[ЗАДАЧА A] Перескажите фрагмент о двух сердцах Эллады в двух предложениях.

[ФРАГМЕНТ ТЕКСТА]
══════════
§ 8. Два сердца Эллады
§ 8. Два сердца Эллады
В какой-то мере чувство первенства и превосходства присуще, наверное, любым народам, вопрос лишь в том, в какой мере они страдают этим. Но в редком народе это чувство доходило до неколебимой никакими опровержениями веры в своё право властвовать над другими. Здесь, правда, можно возразить тем, что сознание права повелевать человеком (не только в силу фактически сложившихся обстоятельств, которые делают эллина господином его невольников, но так сказать «вообще», уже по самой природе вещей) – это прямое порождение рабовладения, оно в принципе не может возникнуть там, где нет фактического угнетения и эксплуатации. Рабовладение же – явление, распространённое повсюду, оно известно, практически всем народам; редкие из них сумели миновать развитую его стадию. Но и здесь Греция – «впереди планеты всей», ибо далеко не каждый из них сумел воспитать в себе присущее ей (и, как кажется, только ей) сознание неотъемлемого права эллина на господство.
Это может показаться парадоксальным, но в наиболее выраженной и совершенной форме ощущение права требовать повиновения и покорности от других появляется не где-нибудь, а именно в демократическом государстве. И уже одно только это обстоятельство наводит на мысль о наличии какой-то жёсткой связи между участием демоса в государственной власти и становлением у него неколебимой веры в то, что именно ему надлежит повелевать; готовностью принять на себя ответственность за судьбы своего города и ощущением глубокой пропасти, отделившей всех чужеземных невольников от его свободного гражданина. Словом, между народовластием и формированием (нет, не у отдельных лиц – у целого народа!) до того неведомой миру особой психологии господина.
══════════
[ЗАДАЧА B] Повторите без изменений тот кусок записей, что начинается строкой, где есть «Target = winding dirt track», и заканчивается строкой, где есть «x=202 y=232»; обе эти строки тоже входят.

[ИСХОДНЫЕ ДАННЫЕ]
══════════
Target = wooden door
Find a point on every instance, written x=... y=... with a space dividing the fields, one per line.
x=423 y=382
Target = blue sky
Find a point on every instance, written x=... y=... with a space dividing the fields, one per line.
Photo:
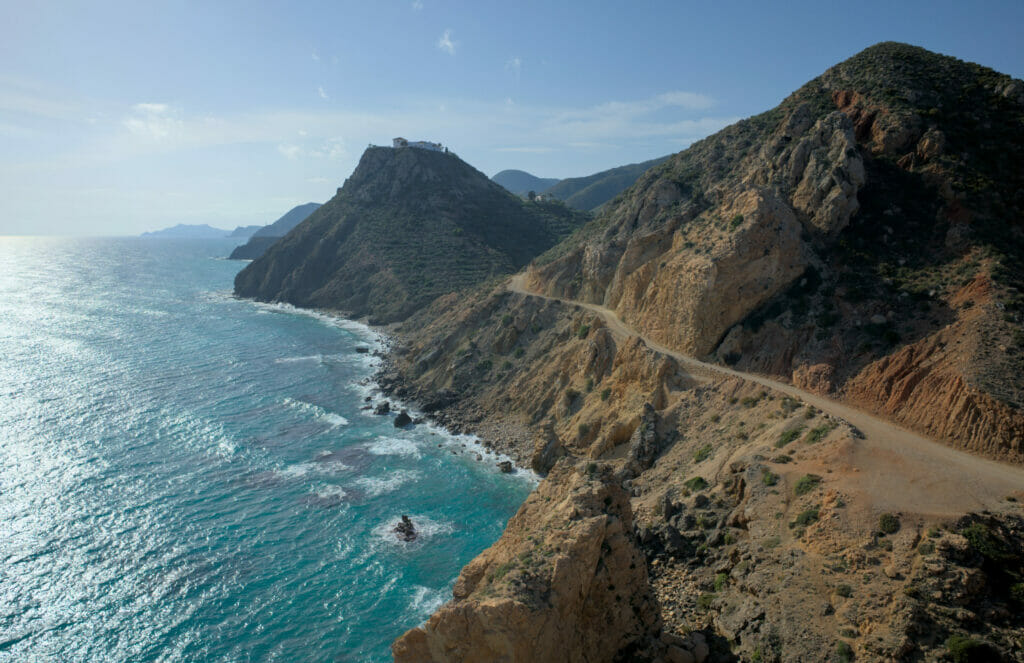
x=121 y=117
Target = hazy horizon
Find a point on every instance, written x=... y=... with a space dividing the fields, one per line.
x=122 y=119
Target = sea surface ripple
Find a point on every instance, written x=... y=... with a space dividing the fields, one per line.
x=188 y=477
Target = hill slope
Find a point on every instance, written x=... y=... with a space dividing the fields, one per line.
x=263 y=238
x=593 y=191
x=864 y=239
x=409 y=225
x=521 y=182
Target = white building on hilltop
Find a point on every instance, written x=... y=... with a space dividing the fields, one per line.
x=422 y=144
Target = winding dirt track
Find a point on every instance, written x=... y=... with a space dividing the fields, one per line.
x=892 y=467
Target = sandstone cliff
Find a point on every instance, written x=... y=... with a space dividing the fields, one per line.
x=863 y=240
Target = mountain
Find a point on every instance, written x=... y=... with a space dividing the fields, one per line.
x=265 y=236
x=408 y=225
x=752 y=378
x=521 y=182
x=188 y=232
x=244 y=231
x=293 y=217
x=593 y=191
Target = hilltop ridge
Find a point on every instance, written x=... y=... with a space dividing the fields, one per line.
x=408 y=225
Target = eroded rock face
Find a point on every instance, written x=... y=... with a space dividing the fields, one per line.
x=564 y=583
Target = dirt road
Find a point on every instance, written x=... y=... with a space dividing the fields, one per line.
x=893 y=468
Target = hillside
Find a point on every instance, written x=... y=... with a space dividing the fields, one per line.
x=408 y=225
x=265 y=236
x=521 y=182
x=847 y=266
x=863 y=240
x=593 y=191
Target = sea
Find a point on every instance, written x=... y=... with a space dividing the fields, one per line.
x=189 y=477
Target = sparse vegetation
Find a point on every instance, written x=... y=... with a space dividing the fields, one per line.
x=704 y=453
x=806 y=484
x=888 y=524
x=695 y=484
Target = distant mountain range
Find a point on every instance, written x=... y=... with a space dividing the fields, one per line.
x=521 y=182
x=267 y=235
x=587 y=193
x=202 y=232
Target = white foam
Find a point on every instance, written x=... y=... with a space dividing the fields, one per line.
x=379 y=486
x=425 y=528
x=331 y=492
x=425 y=601
x=385 y=446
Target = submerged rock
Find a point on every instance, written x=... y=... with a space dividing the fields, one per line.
x=406 y=530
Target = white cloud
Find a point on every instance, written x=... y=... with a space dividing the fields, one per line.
x=153 y=122
x=445 y=43
x=290 y=152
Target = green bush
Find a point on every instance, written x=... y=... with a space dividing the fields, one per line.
x=704 y=453
x=888 y=524
x=806 y=484
x=787 y=437
x=964 y=650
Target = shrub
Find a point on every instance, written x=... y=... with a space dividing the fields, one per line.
x=787 y=437
x=806 y=484
x=963 y=649
x=818 y=433
x=695 y=484
x=806 y=518
x=705 y=601
x=888 y=524
x=704 y=453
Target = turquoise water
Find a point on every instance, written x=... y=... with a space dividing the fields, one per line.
x=186 y=477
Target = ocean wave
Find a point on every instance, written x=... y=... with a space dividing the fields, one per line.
x=333 y=418
x=426 y=528
x=375 y=486
x=385 y=446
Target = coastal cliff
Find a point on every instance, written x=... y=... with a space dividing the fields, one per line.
x=408 y=225
x=859 y=245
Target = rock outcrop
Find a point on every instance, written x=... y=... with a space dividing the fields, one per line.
x=565 y=583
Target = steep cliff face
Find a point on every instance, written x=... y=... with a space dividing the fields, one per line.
x=876 y=217
x=409 y=225
x=565 y=583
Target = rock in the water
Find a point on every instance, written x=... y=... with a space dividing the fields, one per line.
x=404 y=529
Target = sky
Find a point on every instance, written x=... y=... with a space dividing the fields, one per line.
x=123 y=117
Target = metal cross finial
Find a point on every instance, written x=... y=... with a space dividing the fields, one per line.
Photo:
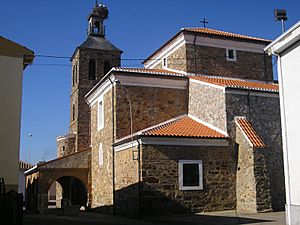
x=204 y=21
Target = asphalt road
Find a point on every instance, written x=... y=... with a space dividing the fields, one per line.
x=220 y=218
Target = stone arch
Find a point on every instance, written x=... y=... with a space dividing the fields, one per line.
x=73 y=189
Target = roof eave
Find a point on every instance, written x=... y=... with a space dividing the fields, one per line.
x=283 y=41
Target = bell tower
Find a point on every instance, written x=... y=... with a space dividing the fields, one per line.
x=96 y=20
x=90 y=62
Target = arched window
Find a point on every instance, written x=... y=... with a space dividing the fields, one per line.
x=100 y=155
x=73 y=77
x=107 y=67
x=96 y=27
x=92 y=69
x=76 y=73
x=73 y=112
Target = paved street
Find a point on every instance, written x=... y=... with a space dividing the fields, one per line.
x=220 y=218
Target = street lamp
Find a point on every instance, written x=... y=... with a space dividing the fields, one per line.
x=30 y=135
x=280 y=15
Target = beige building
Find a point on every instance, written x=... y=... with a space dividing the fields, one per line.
x=14 y=58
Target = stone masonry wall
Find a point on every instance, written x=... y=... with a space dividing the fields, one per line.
x=264 y=115
x=177 y=60
x=150 y=106
x=65 y=145
x=252 y=182
x=127 y=182
x=208 y=104
x=81 y=124
x=161 y=194
x=212 y=61
x=102 y=188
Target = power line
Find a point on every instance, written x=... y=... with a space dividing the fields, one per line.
x=143 y=59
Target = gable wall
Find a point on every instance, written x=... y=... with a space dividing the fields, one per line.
x=150 y=106
x=212 y=61
x=264 y=115
x=208 y=104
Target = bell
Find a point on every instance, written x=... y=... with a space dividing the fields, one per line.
x=2 y=186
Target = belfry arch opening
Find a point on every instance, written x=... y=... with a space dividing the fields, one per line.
x=70 y=188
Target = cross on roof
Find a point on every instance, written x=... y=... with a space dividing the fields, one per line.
x=204 y=21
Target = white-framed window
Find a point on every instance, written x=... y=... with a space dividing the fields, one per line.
x=165 y=62
x=190 y=173
x=100 y=114
x=230 y=54
x=100 y=155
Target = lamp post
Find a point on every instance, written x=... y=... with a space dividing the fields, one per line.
x=30 y=136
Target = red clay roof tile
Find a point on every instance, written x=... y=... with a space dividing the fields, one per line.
x=143 y=70
x=238 y=83
x=249 y=131
x=183 y=127
x=224 y=34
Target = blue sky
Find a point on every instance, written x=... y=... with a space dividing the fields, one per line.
x=137 y=27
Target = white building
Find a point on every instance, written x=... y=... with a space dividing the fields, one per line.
x=287 y=48
x=13 y=60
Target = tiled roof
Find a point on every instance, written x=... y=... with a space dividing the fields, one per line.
x=182 y=126
x=149 y=71
x=25 y=165
x=210 y=32
x=224 y=34
x=238 y=83
x=249 y=131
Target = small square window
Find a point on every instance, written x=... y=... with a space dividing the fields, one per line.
x=100 y=114
x=164 y=62
x=190 y=175
x=231 y=54
x=100 y=155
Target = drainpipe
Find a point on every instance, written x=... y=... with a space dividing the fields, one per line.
x=113 y=148
x=195 y=55
x=139 y=178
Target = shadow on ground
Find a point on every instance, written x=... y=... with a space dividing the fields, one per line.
x=88 y=218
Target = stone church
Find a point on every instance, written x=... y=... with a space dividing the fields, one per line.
x=196 y=129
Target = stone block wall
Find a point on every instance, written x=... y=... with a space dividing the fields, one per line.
x=81 y=124
x=65 y=145
x=160 y=183
x=101 y=175
x=208 y=104
x=263 y=112
x=127 y=182
x=207 y=60
x=212 y=61
x=150 y=106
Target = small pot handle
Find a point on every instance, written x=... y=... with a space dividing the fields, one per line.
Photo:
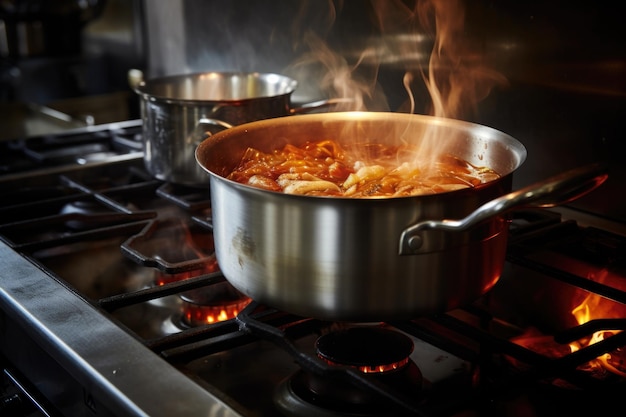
x=557 y=190
x=314 y=105
x=207 y=127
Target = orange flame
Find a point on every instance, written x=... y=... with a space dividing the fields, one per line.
x=594 y=306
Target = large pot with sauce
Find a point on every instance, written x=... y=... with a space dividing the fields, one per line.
x=363 y=259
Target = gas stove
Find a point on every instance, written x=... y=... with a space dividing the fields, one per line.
x=112 y=303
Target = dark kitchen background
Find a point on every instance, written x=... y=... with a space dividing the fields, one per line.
x=112 y=301
x=565 y=65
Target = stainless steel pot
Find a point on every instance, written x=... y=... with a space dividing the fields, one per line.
x=179 y=111
x=370 y=259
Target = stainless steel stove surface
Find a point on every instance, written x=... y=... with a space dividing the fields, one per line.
x=112 y=303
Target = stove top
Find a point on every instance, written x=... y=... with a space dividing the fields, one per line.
x=112 y=303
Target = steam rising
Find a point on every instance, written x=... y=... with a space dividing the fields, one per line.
x=427 y=37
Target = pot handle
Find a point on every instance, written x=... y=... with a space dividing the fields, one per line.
x=560 y=189
x=314 y=105
x=207 y=127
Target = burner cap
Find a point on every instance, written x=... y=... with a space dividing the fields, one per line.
x=364 y=347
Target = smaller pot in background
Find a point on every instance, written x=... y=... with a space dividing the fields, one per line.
x=180 y=111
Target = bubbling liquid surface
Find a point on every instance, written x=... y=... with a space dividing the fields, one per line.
x=376 y=170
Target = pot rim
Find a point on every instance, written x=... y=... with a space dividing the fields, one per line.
x=509 y=141
x=148 y=89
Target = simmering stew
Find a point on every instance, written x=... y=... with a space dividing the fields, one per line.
x=325 y=168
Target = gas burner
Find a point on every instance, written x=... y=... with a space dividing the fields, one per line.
x=368 y=349
x=380 y=354
x=212 y=304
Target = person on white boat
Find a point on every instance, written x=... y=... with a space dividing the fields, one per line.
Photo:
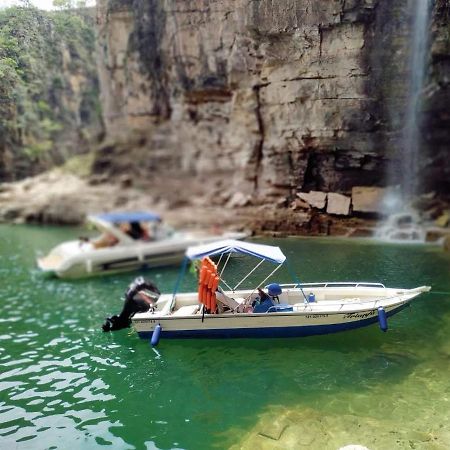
x=105 y=240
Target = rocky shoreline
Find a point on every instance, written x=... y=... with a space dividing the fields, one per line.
x=58 y=197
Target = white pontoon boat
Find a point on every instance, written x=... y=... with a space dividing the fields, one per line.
x=219 y=310
x=130 y=240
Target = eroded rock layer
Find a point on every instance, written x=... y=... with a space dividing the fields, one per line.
x=259 y=97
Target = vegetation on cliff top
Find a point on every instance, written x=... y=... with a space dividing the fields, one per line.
x=48 y=88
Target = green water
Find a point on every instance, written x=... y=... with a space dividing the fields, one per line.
x=66 y=384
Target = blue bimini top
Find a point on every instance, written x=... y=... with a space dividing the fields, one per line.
x=267 y=252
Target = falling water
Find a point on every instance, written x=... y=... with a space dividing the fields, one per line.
x=410 y=145
x=398 y=201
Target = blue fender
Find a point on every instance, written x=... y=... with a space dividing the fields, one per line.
x=156 y=335
x=382 y=319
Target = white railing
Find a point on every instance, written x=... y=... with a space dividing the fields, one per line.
x=334 y=284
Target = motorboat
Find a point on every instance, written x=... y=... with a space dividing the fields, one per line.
x=218 y=309
x=128 y=241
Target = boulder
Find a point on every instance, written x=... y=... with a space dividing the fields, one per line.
x=316 y=199
x=368 y=199
x=298 y=203
x=338 y=204
x=239 y=199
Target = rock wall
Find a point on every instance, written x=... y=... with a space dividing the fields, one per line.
x=49 y=100
x=260 y=97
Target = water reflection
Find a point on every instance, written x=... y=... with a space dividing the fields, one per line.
x=63 y=380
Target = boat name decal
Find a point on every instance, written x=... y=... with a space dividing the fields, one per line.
x=359 y=315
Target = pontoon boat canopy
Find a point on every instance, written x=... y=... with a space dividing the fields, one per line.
x=266 y=252
x=128 y=217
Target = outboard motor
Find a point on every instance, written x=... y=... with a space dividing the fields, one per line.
x=134 y=302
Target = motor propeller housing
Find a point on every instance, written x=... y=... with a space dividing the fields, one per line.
x=140 y=296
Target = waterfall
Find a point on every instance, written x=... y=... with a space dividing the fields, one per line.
x=410 y=145
x=399 y=201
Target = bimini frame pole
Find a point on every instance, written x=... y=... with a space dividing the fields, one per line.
x=179 y=279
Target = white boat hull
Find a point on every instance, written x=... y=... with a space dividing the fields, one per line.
x=334 y=310
x=75 y=260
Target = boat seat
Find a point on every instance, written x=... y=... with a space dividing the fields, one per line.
x=235 y=304
x=188 y=310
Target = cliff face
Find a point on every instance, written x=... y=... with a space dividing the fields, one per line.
x=49 y=108
x=260 y=97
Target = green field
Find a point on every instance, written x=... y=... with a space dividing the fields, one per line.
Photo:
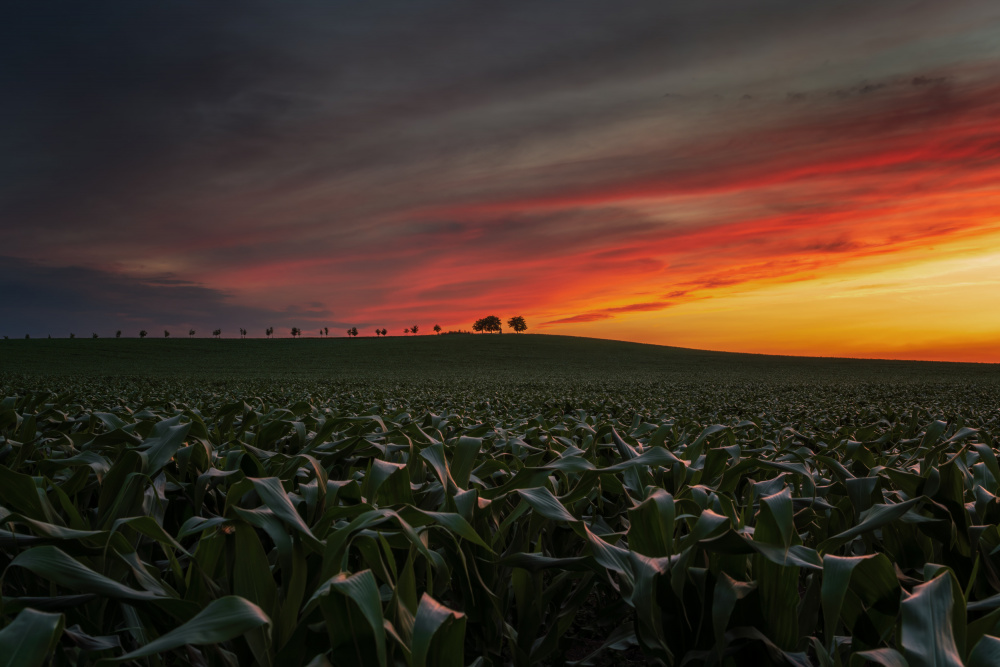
x=527 y=357
x=492 y=500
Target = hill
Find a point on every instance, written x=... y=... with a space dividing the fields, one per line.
x=525 y=357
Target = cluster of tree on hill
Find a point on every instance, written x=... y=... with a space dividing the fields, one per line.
x=491 y=324
x=488 y=324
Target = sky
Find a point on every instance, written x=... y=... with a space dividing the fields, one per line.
x=786 y=177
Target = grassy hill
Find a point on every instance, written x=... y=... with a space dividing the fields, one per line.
x=526 y=357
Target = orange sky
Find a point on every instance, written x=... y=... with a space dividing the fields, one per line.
══════════
[ПРАВИЛЬНЫЙ ОТВЕТ A] Чувство превосходства знакомо, наверное, любому народу, но редко где оно доходило до непоколебимой веры в право властвовать над другими. Такое сознание порождено рабовладением, однако лишь Греция воспитала в себе веру в неотъемлемое право эллина на господство, причём ярче всего она проявилась в демократическом государстве, что говорит о связи между народовластием и появлением у целого народа психологии господина.

[ПРАВИЛЬНЫЙ ОТВЕТ B]
Target = winding dirt track
Find a point on every instance, written x=... y=... with a space dividing the fields, one per line.
x=892 y=467
Target = sandstone cliff
Find a point on every instance, written x=... y=... with a space dividing the fields, one per line.
x=863 y=240
Target = mountain
Find a point on every instance, written x=... y=... with a space dividing the fields, one per line.
x=265 y=236
x=408 y=225
x=752 y=378
x=521 y=182
x=188 y=232
x=244 y=231
x=293 y=217
x=593 y=191
Target = hilltop ridge
Find a point on every instance, written x=... y=... with a space dividing the fields, one per line.
x=408 y=225
Target = eroded rock face
Find a point on every instance, written x=... y=... with a space dividing the fields, one per line.
x=564 y=583
Target = dirt road
Find a point on every instance, written x=... y=... with a space dividing the fields, one per line.
x=893 y=468
Target = hillside
Find a point on every instance, written x=... y=... with a space dividing the fields, one per line.
x=408 y=225
x=265 y=236
x=521 y=182
x=847 y=266
x=863 y=240
x=593 y=191
Target = sea
Find a point on every instance, written x=... y=... with a space dividing the fields, one per line.
x=189 y=477
Target = sparse vegetation
Find a point on every instance, written x=... y=... with a space dividing the fields, one per line.
x=704 y=453
x=806 y=484
x=888 y=524
x=695 y=484
Target = distant mountain range
Find a point on every instance, written x=... y=... with a space dividing the fields, one per line.
x=521 y=182
x=267 y=235
x=587 y=193
x=202 y=232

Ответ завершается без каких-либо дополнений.